* **Short problem**: Leave the pictures out and quote only the lines from the one with "Each instance receives one point. Mark the park" down to the end of the listing below.

* **Exercise input**:
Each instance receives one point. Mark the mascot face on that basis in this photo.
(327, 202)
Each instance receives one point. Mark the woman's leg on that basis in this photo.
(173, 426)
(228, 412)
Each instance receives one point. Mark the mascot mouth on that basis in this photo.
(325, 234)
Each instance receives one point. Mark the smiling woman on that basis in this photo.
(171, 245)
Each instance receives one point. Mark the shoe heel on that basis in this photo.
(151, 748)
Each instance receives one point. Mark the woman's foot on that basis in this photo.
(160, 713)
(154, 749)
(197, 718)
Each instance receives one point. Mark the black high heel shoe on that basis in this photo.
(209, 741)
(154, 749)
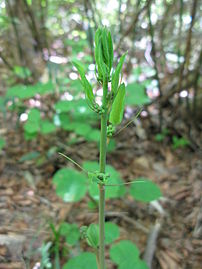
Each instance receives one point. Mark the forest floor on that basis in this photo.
(28, 202)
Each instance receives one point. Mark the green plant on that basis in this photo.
(45, 262)
(102, 181)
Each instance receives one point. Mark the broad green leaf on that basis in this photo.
(93, 235)
(85, 260)
(111, 232)
(47, 127)
(111, 51)
(123, 251)
(116, 74)
(136, 95)
(105, 48)
(2, 143)
(116, 114)
(85, 83)
(101, 65)
(96, 51)
(71, 232)
(70, 184)
(93, 135)
(144, 190)
(111, 192)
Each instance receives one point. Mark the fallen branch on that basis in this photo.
(151, 244)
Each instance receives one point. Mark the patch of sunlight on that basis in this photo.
(58, 60)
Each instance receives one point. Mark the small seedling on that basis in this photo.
(104, 182)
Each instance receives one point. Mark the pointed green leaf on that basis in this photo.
(105, 48)
(115, 178)
(115, 76)
(145, 190)
(100, 63)
(117, 110)
(111, 51)
(85, 83)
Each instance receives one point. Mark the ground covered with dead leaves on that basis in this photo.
(28, 202)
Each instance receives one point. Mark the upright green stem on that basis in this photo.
(103, 147)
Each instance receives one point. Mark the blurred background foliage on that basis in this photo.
(43, 111)
(40, 38)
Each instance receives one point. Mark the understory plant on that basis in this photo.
(104, 181)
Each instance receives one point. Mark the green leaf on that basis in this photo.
(144, 190)
(126, 255)
(111, 51)
(93, 135)
(111, 232)
(71, 232)
(105, 48)
(116, 114)
(93, 235)
(2, 143)
(85, 260)
(100, 63)
(111, 192)
(136, 95)
(123, 251)
(115, 76)
(85, 83)
(70, 184)
(47, 127)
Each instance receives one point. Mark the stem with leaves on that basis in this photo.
(112, 108)
(103, 147)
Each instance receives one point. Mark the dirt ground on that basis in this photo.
(28, 202)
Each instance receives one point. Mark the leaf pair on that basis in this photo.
(85, 83)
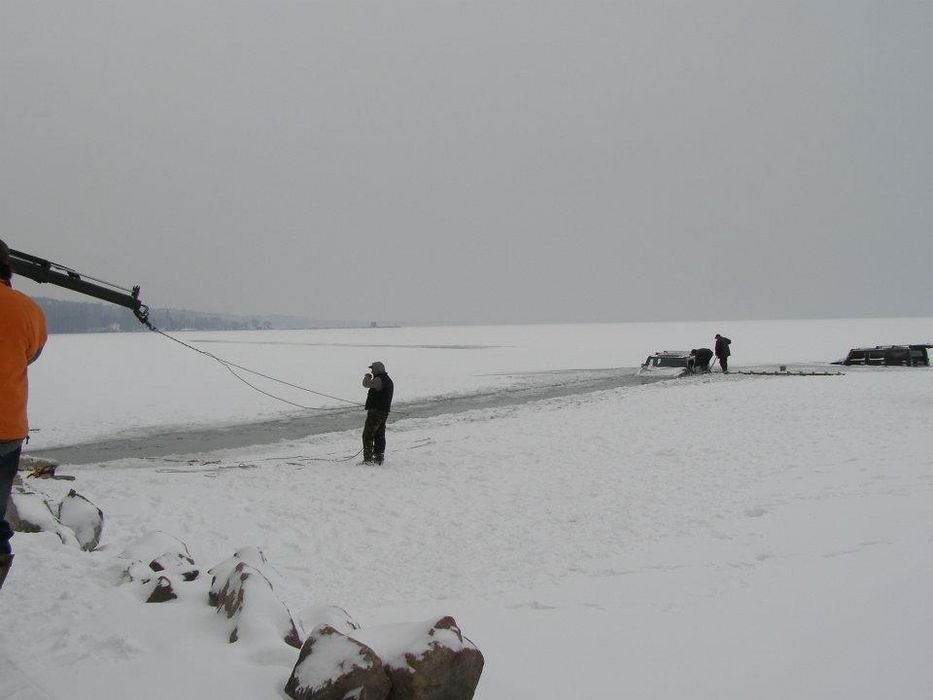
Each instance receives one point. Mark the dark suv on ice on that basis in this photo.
(889, 355)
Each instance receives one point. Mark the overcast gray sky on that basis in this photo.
(468, 162)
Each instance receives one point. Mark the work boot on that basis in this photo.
(6, 561)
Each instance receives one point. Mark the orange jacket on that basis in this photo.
(22, 336)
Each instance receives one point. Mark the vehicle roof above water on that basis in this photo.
(912, 346)
(670, 353)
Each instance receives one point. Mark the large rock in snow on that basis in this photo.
(332, 666)
(331, 615)
(28, 511)
(430, 660)
(163, 591)
(178, 564)
(84, 518)
(248, 600)
(221, 572)
(154, 545)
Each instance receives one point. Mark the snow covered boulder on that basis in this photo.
(83, 517)
(331, 615)
(426, 661)
(221, 572)
(28, 511)
(154, 545)
(248, 600)
(332, 666)
(163, 591)
(176, 563)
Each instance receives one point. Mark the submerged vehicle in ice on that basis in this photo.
(889, 355)
(669, 363)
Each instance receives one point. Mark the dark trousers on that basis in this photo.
(9, 463)
(374, 435)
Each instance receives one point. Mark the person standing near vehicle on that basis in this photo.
(378, 405)
(723, 352)
(22, 337)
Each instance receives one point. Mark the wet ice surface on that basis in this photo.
(522, 389)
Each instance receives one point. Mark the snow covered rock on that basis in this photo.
(332, 666)
(84, 518)
(331, 615)
(248, 600)
(28, 511)
(430, 660)
(176, 563)
(163, 591)
(154, 545)
(221, 572)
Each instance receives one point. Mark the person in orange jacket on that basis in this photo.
(22, 337)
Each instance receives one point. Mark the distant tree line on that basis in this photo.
(89, 317)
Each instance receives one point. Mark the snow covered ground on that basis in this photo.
(715, 537)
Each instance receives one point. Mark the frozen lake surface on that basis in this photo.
(719, 537)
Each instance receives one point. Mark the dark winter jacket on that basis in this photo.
(722, 346)
(379, 397)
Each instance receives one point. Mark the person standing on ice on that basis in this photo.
(723, 352)
(22, 337)
(378, 405)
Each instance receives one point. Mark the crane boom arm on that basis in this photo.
(42, 271)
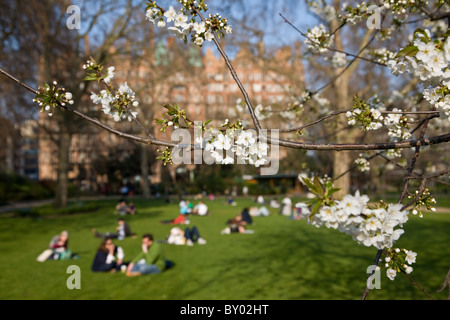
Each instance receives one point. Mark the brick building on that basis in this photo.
(196, 80)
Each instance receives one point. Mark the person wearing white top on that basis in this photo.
(109, 257)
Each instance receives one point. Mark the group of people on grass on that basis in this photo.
(109, 257)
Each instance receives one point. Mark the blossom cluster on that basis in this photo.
(399, 260)
(369, 116)
(424, 199)
(318, 39)
(439, 98)
(114, 103)
(241, 143)
(377, 226)
(324, 10)
(362, 163)
(51, 96)
(184, 22)
(401, 6)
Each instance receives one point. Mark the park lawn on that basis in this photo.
(283, 260)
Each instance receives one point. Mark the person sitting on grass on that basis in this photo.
(122, 231)
(188, 236)
(109, 257)
(181, 219)
(121, 208)
(151, 260)
(237, 225)
(58, 249)
(131, 209)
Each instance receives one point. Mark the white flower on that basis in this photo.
(373, 224)
(209, 36)
(228, 160)
(427, 51)
(110, 74)
(223, 142)
(339, 60)
(199, 27)
(180, 20)
(246, 138)
(408, 269)
(391, 273)
(447, 49)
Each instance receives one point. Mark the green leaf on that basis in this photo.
(408, 51)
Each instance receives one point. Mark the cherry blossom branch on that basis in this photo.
(413, 161)
(285, 143)
(92, 120)
(235, 77)
(356, 56)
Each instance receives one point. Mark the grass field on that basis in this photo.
(282, 260)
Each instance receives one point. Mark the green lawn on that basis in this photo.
(282, 260)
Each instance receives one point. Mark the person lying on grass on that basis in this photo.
(151, 260)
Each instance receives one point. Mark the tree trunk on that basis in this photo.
(62, 185)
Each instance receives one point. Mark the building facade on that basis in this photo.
(198, 81)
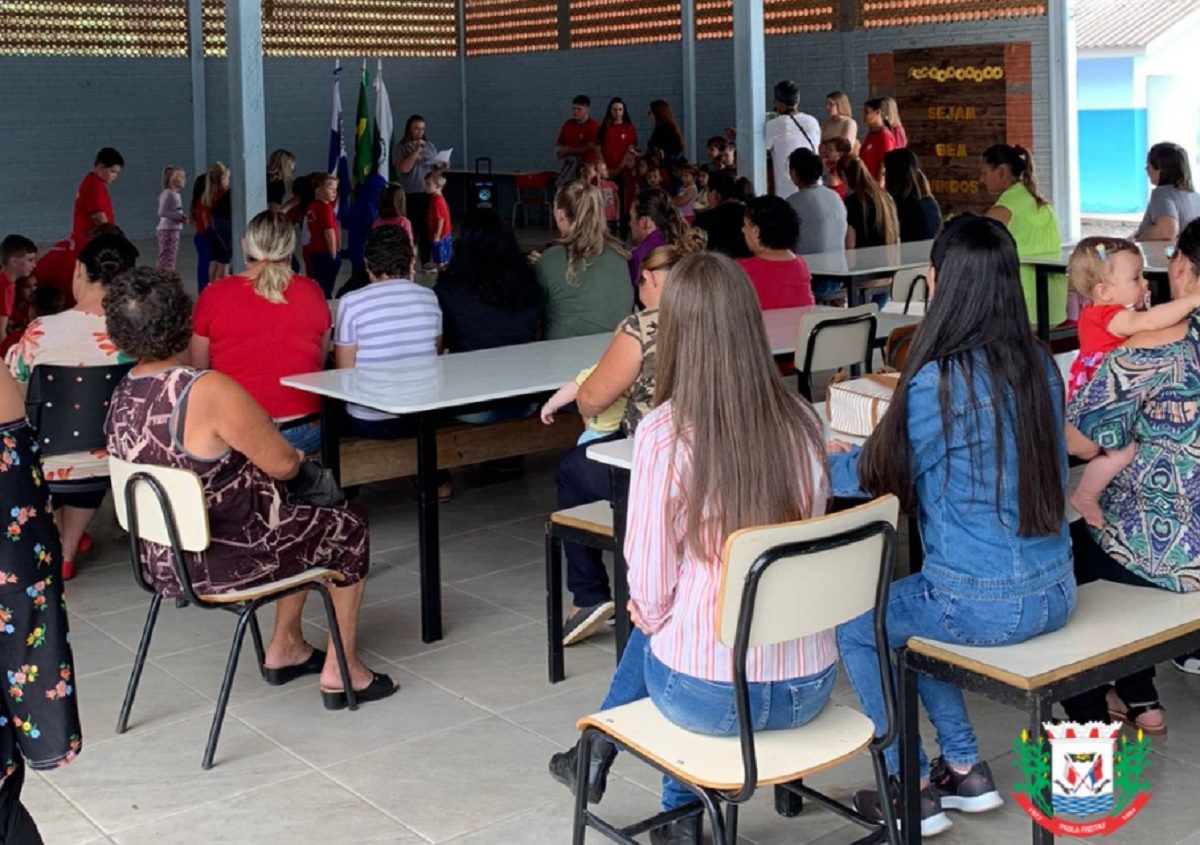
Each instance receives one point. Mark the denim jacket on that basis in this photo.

* **The solution**:
Each instance receives one point. Mark the park lawn on that basis in this photo.
(283, 260)
Each instance receives one point. Mark the person sitting on grass on that basis in this photo.
(122, 231)
(188, 236)
(109, 257)
(181, 219)
(121, 208)
(151, 260)
(237, 225)
(58, 249)
(131, 209)
Each instance receives one point. Mark the white flower on that basis in this photo.
(373, 224)
(209, 36)
(228, 160)
(427, 51)
(110, 74)
(223, 142)
(339, 60)
(199, 27)
(180, 20)
(246, 138)
(408, 269)
(391, 273)
(447, 49)
Each instance receives one point. Mark the green leaf on that basis in this photo.
(408, 51)
Each instance receives one point. Mark the cherry blossom branch on that basis in this photo.
(413, 161)
(285, 143)
(92, 120)
(235, 77)
(356, 56)
Each instance receives one point. Mark the grass field on that basis in this photo.
(282, 260)
Each instance receives one point. Mark the green lawn on that basis in this photo.
(282, 260)
Each instance receives one point. Mark the person lying on grass on that basis in this photo.
(151, 260)
Each instance receives one point. Mark the tree trunk on that basis in this photo.
(62, 185)
Each instance receives one point. Mark the building facade on that basis in this photo.
(198, 81)
Each instance receives one point. Mark the denim jacket on that basis in this photo.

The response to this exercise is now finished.